# [WORK TO COMPLETE]
Whenever the word "runner" turns up in a line of the data below, copy that line.
#### PROVIDED INFORMATION ####
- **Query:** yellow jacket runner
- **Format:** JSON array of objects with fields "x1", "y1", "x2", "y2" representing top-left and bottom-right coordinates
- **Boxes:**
####
#### PROVIDED INFORMATION ####
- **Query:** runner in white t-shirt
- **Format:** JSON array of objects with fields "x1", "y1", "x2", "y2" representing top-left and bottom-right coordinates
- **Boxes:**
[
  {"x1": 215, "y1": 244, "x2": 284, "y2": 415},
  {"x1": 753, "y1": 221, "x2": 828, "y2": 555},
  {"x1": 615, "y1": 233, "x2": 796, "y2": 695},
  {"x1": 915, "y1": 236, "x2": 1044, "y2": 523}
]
####
# [OUTPUT]
- **Query:** yellow jacket runner
- **Query:** runner in white t-shirt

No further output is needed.